#### TEXT:
Ask him about the compensation that the Gujarat and central governments have announced, and he says, "Keep your mother on one side and money on the other. Who will you choose? Obviously, your mother. Money means nothing: I have it today, won't have it tomorrow, earn it again the next day. If your mother is not alive today, she will never come back."


'And then my father left for his final journey'

IMAGE: Though his wife survived the terrorist attack, Ratilal Patel wasn't so fortunate.
Ratilal's nephew Ramesh Patel and his wife, who were seated next to them, survived the attack.

When Ratilal Jinabhai Patel's last rites were being performed on July 11, his wife, who was also hit by bullets in the July 10 attack, stood beside her husband's body at their ancestral home in Vadoli, Valsad.

Later that evening when the bereaved came back home after conducting Ratilal's last rites, his wife was admitted to a hospital in Vapi.

The next day she was operated upon to remove bullet shrapnel still lodged in her hand.

Stored rows:
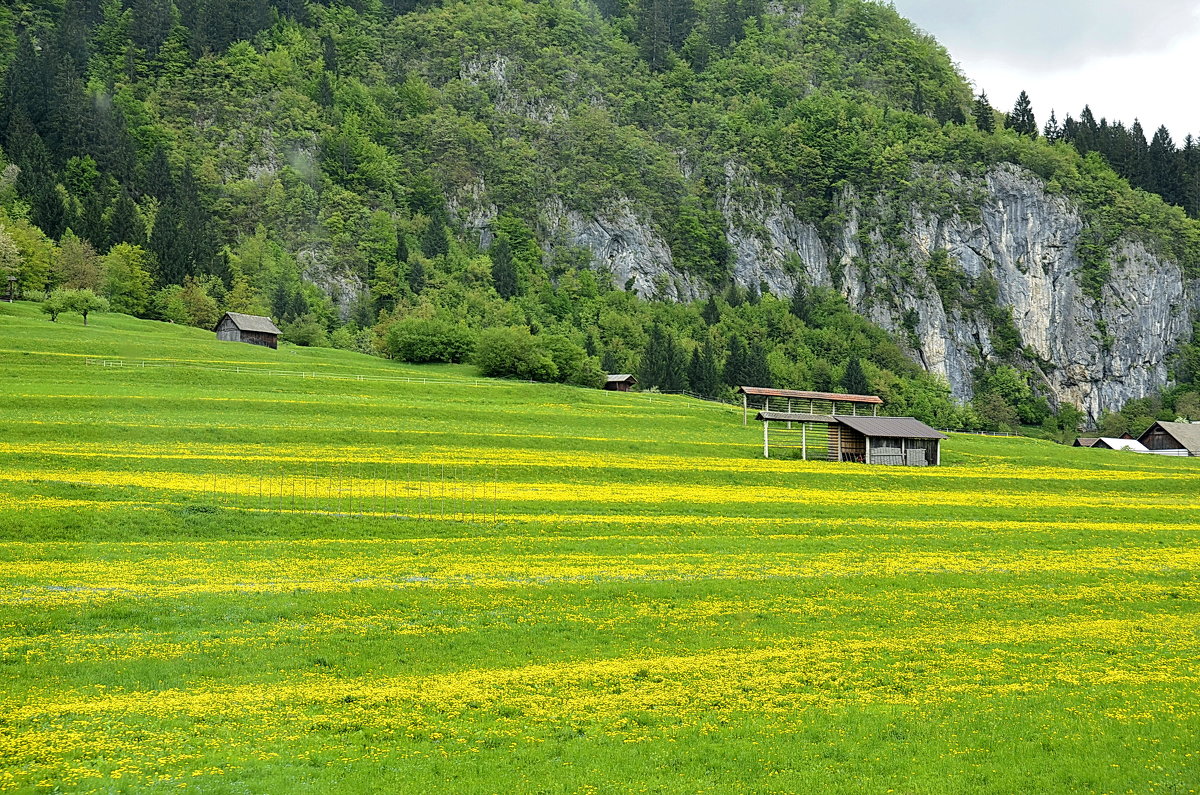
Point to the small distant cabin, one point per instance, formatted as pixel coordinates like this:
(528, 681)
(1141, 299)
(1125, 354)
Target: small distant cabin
(1173, 438)
(1111, 443)
(235, 327)
(891, 441)
(623, 382)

#### PROBLEM SET:
**a)** According to the article about the attack, on what date were Ratilal Jinabhai Patel's last rites performed?
**b)** List every place name that appears in the article about the attack.
**c)** Write the next part of the article about the attack, picking up after its final sentence.

#### SET OF ANSWERS:
**a)** July 11

**b)** Gujarat, Vadoli, Valsad, Vapi

**c)**
"My mother is in shock and we have not discussed what happened that night," Santosh, Ratilal's son, tells on July 12.

On the night of the attack, around 10 pm, one of his uncle called to inform him that a bus full of Amarnath Yatris had been attacked by terrorists in Kashmir.

When they saw the number of the bus flashing on news channels the family knew it was the same bus in which his father and mother were travelling.

When they called the phones of his father, mother and two relatives who were with them, nobody answered their call.

"We desperately called my parents on their numbers, but nobody answered the calls. I didn't even know if they were alive or dead," Santosh recalls the harrowing time the Patel family had that night.

When the media visited their home at 6 am he knew something was wrong.

The day before the attack Santosh spoke with his parents when they had finished the Amarnath Yatra.

"My father told me they would be staying that night there (Baltal) and start their journey the next morning."

"And then my father left for his final journey," says Santosh.


'My mother is Modi's mother too; he will punish the killers of his mother'

IMAGE: It was not just Nirmalaben's body that was riddled with bullets, says Neetu Singh Thakur, her daughter; even her belongings stored in the bus's boot were in tatters.

Neetu Singh, Nirmala Thakur's daughter, was left with no doubt her mother's bus was attacked by terrorists on July 10 when she saw the bus on TV.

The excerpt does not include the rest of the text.